Page text:

—————

Nickelodeon was a Russian language children's television channel launched on November 15, 1998, across the Post-Soviet states.

The high-definition simulcast started broadcasting on October 4, 2011, becoming the first kids channel throughout the CIS countries to broadcast in HD.

History

1993–1998 
On September 1, 1993, Nickelodeon UK began broadcasting in Europe and the western part of Russia from the Astra 1C and Astra 1B satellites. Broadcasting was from 9:00 to 22:00 MSK. Since 1996, Nickelodeon UK has broadcast from the Sirius satellite for the western and north-western part of Russia.

1998–2022 
On September 16, 1998 Nickelodeon International signed an agreement with Metromedia International Group. MIG was engaged in localization of the channel into Russian, the editorial office was located on 2nd Brestskaya Street, in house No. 43 (Moscow). The presentation of the channel in the newspaper media and some Moscow schools also began.

On November 15, 1998, Nickelodeon Russia began broadcasting around the clock in the CIS and Baltic countries, having two audio tracks broadcasting languages (Russian and English). Dubbing is done in Moscow. Initially, cassettes with recordings were sent to Moscow, after which the material was dubbed, and the cassettes were returned to London, from there broadcasting is still going on. In the same year, three thematic blocks appeared: "Nicktoons", "Nick at Nite" and "Nick Jr". According to statistics from June 1999, the channel was already received by 30,000 households in the cable networks of Arkhangelsk.

—————

Written task A: In the records below, copy out word for word the lines running from the one with "If you could segment every instance of the yellow" up to and including the one with "[[[0,36],[0,44],[9,46],[29,46],[32,44],[32,42],[30,40],[6,38]]]".
Written task B: Continue the text about the Russian-language Nickelodeon channel from its last sentence.

(Boundary labeling items)

—————

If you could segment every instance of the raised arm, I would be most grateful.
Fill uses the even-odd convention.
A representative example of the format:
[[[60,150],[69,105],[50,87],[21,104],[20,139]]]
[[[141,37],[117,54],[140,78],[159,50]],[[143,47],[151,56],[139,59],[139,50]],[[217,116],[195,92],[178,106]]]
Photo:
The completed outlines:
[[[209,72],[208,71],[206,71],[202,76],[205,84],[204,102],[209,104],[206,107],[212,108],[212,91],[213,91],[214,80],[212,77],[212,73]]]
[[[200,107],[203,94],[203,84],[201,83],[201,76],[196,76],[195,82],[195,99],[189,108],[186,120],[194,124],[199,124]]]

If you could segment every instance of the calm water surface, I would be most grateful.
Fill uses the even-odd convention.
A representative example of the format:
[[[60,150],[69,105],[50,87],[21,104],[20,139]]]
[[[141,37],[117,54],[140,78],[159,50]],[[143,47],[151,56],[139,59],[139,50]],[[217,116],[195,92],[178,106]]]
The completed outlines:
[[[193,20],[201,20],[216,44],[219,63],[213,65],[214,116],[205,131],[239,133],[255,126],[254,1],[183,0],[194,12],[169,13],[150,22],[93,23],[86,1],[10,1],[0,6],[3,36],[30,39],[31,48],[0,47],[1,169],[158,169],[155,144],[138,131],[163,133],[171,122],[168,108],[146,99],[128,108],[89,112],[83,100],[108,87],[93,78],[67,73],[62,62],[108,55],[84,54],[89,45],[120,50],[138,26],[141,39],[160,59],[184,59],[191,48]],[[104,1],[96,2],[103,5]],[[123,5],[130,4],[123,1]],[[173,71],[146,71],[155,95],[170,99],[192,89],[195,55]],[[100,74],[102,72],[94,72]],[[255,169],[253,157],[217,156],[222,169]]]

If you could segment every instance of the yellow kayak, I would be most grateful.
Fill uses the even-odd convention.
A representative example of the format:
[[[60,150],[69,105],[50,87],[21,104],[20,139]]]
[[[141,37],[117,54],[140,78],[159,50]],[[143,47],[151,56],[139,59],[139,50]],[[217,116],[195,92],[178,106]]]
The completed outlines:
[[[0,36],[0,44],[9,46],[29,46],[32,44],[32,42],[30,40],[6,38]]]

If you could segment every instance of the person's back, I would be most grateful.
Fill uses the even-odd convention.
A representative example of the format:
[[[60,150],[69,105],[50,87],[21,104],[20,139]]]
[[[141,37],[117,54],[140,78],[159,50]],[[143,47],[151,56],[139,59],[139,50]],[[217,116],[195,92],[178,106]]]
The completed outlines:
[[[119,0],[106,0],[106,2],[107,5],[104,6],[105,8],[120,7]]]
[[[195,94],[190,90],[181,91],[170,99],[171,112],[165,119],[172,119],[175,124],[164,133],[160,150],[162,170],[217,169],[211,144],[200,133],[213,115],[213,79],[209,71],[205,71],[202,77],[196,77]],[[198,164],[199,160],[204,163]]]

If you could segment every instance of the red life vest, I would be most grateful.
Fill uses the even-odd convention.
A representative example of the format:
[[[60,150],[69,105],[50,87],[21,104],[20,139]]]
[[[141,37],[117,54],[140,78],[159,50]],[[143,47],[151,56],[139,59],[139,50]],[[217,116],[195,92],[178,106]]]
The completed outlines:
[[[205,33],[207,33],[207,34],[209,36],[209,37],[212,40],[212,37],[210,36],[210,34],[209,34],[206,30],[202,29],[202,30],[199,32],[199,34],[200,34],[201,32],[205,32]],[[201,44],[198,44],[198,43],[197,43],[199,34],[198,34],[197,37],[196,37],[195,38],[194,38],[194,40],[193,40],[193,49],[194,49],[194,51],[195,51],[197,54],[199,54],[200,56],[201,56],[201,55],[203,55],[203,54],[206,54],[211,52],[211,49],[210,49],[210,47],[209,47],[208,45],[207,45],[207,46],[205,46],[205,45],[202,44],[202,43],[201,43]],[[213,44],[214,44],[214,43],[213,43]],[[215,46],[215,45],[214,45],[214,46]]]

—————

Task answer A:
If you could segment every instance of the yellow kayak, I would be most grateful.
Fill uses the even-odd convention.
A representative example of the format:
[[[60,150],[69,105],[50,87],[21,104],[20,139]]]
[[[141,37],[117,54],[140,78],[159,50]],[[143,47],[151,56],[139,59],[139,50]],[[217,116],[195,92],[178,106]]]
The completed outlines:
[[[0,36],[0,44],[9,46],[29,46],[32,44],[32,42],[30,40],[6,38]]]

Task answer B:
In 2000, the educational program "ME TV" was presented, which told about the cultural and national traditions of the CIS and Baltic countries. The Moscow office also developed a program for Poland.

In 2001, a website was launched - Nickelodeon.ru. In 2002, 2 more new blocks appeared: "Nick Films" and "Toons on toast". In 2003, the channel began broadcasting on the territory of Ukraine. In September 2003, MTV Networks International signed an agreement with EMC, the new distributor continued to localize and adapt the channel.

In May 2004, the channel was delocalized and replaced by Nickelodeon Europe. Now broadcasting was carried out throughout Eastern Europe, and a Hungarian soundtrack was also added. In 2006, Media Broadcasting Group became the distributor of the channel in the CIS. In the same year, 2 new blocks "Nick Zone" and "Nick Double" appeared, which offered additional series of animated series.

From 2008 to 2012, the channel periodically experienced failures on the air, including with a sound track, as a result of which animated series in Polish and English were released for some time period.

On March 1, 2010, a new corporate identity and logo were introduced, as well as a new design. In the same year, the broadcasting center moved from Warsaw, London to Prague, but Warsaw and London was responsible for programming and controlling the channel.

At the beginning of 2011, a representative office of Viacom opened in Russia, which began distributing the local version of the channel. On September 17, 2011, Nickelodeon switched to widescreen broadcasting (16:9). On October 4, 2011, Nickelodeon Europe switched to HD format. This TV channel in some countries, including the CIS, is referred to as Nickelodeon HD. After that, it began broadcasting as the main channel of Nickelodeon Poland with a Russian soundtrack, this version was also delocalized for international broadcasting, Amsterdam took over programming of the channel.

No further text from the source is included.